Gdy cała Europa grała mecze eliminacyjne, a Pasi Nikkanen cieszył się z debiutu w seniorskiej reprezentacji Finlandii, jego koledzy szykowali się do arcytrudnego września. W tym miesiącu mogły rozstrzygnąć się losy mistrzostwa, gdyż w terminarzu widniały ekipy z czuba tabeli – TPS Turku, Tampere United oraz HJK Helsinki. Z tą ostatnią ekipą czekał nas też ćwierćfinał Suomen Cup, a najbardziej prestiżowo zapowiadał się dwumecz z Newcastle United. Ewentualna kompromitacja w starciu ze Srokami mogła znacznie podkopać morale w zespole i wpłynąć na naszą grę w rozgrywkach krajowych.

 

W trakcie dwutygodniowej przerwy reprezentacyjnej rozegraliśmy sparing z Zenitem Sankt Petersburg. Była to nie tylko okazja do zbicia kasy za wejściówki, ale także test bardziej konserwatywnej taktyki domowej na zbliżający się pojedynek z Newcastle. Nie wiem, jak bardzo serio do tego sprawdzianu podeszli rosyjscy piłkarze, ale z przyjemnością obserwowałem wyrównaną grę i długie prowadzenie moich podopiecznych. Zwycięstwo wymknęło się nam w samej końcówce, a po końcowym gwizdku niemal dwa i pół tysiąca widzów nagrodziło swoich pupili głośnymi brawami.

 

IFK Mariehamn – Zenit Sankt Petersburg 2:2 (1:0)

(Friman 11’; Svenlin 57’ – Nikolaev 49’; Volodin 83’)

Odnośnik do komentarza

Wyjazdowym spotkaniem z TPS Turku - mistrzem Finlandii 2012 – rozpoczynaliśmy arcytrudną serię potyczek o tytuł. Mecze na obcych stadionach z 5. w tabeli TPS oraz 3. HJK Helsinki oraz dwa starcia w Mariehamn z 6. Tampere i liderem FF Jaro mają zadecydować nie tylko o triumfie w Veikkausliidze, ale także o udziale w przyszłorocznych rozgrywkach europejskich. Jeżeli poradzimy sobie z wszystkimi najgroźniejszymi rywalami, w ostatniej kolejce postaramy się nie spieprzyć wszystkiego z walczącym o utrzymanie KuPS Kuopio.

 

Na mecz z TPS zmieniłem nieco wyjazdową taktykę, która teraz miała bardziej skupiać się na zachowaniu czystego konta. Dwaj skrzydłowi mieli rzadziej angażować się w ataki i asekurować bocznych obrońców. Zanim zdążyłem ocenić defensywne korekty, świętowałem ofensywną grę mojego zespołu. Niezwykła skuteczność Asko Härkönena dała nam szybkie prowadzenie 2:0 już po 11. minutach. Za każdym razem zadecydowała jego umiejętność zabrania się w pole karne ze zgrywaną do środka piłką. W nasze szeregi wkradła się euforia, za co zostaliśmy skarceni przez gospodarzy kontaktowym golem sekundy po wznowieniu gry. Całe szczęście ten dzień należał do Härkönena, który jeszcze przed przerwą podwyższył na 3:1. Niestety krótko po tym bolesnej kontuzji ręki doznał nasz najlepszy stoper Juho Meriläinen, przez co będzie musiał on pauzować do końca miesiąca. Opuści więc kluczowe spotkania na wszystkich trzech frontach (liga, puchar, P.UEFA).

_Zadanie_.
Przepisz, proszę, z relacji o sezonie IFK Mariehamn wszystko od słów „(Friman 11’; Svenlin” w dół aż do słów „utrzymanie KuPS Kuopio.”, zastępując „KuPS Kuopio” przez „RoPS Rovaniemi”.

Pozycje zbioru danych:
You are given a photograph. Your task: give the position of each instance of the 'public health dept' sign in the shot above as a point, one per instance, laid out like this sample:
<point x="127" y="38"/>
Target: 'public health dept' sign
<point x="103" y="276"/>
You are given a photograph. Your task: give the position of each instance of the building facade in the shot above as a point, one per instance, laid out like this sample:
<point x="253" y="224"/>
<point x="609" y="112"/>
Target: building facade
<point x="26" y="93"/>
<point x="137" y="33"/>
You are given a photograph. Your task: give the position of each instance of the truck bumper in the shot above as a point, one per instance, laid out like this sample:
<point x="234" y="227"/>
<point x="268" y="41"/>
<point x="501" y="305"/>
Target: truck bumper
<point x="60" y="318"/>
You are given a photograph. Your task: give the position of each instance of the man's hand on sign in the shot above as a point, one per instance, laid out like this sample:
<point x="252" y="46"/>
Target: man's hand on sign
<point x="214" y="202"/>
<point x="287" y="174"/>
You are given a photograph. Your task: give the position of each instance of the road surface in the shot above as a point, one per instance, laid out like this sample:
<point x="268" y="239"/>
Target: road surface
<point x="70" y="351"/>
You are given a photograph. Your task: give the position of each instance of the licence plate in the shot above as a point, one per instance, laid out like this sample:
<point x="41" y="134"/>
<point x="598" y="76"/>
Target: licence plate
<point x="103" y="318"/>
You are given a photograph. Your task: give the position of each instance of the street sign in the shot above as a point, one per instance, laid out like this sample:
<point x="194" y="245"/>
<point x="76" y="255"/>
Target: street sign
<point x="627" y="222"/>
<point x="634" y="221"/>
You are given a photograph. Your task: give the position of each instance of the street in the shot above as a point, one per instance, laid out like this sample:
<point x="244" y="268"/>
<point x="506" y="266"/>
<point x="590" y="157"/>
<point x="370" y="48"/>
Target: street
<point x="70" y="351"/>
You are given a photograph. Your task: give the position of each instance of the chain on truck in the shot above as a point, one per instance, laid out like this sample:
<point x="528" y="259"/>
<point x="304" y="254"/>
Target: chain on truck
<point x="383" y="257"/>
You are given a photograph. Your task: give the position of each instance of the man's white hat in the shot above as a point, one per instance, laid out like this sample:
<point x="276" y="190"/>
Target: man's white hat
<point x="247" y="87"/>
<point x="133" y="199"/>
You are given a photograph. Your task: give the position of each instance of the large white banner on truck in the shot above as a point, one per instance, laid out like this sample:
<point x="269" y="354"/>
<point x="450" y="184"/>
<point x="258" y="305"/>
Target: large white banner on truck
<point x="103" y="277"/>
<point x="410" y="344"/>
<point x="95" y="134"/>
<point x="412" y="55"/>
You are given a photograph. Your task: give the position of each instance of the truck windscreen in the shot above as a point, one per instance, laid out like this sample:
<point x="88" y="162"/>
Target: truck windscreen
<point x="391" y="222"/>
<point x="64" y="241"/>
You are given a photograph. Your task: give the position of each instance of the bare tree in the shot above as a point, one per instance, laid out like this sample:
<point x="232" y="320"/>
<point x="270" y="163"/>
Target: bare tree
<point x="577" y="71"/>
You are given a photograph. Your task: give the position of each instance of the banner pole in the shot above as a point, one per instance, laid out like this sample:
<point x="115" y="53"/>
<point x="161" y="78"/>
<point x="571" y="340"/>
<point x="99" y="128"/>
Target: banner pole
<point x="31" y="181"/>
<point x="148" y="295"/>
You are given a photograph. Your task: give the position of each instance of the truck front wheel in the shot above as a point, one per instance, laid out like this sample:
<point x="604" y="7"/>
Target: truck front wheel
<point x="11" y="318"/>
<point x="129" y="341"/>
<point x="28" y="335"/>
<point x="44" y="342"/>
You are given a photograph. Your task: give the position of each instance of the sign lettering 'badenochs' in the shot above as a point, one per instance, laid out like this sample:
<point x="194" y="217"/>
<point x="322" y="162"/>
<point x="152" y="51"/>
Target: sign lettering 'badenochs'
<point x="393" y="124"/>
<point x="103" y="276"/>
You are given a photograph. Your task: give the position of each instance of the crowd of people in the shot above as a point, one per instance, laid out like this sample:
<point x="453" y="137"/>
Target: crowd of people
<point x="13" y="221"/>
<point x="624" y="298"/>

_Pełna odpowiedź_.
(Friman 11’; Svenlin 57’ – Nikolaev 49’; Volodin 83’)

Odnośnik do komentarza

Wyjazdowym spotkaniem z TPS Turku - mistrzem Finlandii 2012 – rozpoczynaliśmy arcytrudną serię potyczek o tytuł. Mecze na obcych stadionach z 5. w tabeli TPS oraz 3. HJK Helsinki oraz dwa starcia w Mariehamn z 6. Tampere i liderem FF Jaro mają zadecydować nie tylko o triumfie w Veikkausliidze, ale także o udziale w przyszłorocznych rozgrywkach europejskich. Jeżeli poradzimy sobie z wszystkimi najgroźniejszymi rywalami, w ostatniej kolejce postaramy się nie spieprzyć wszystkiego z walczącym o utrzymanie RoPS Rovaniemi.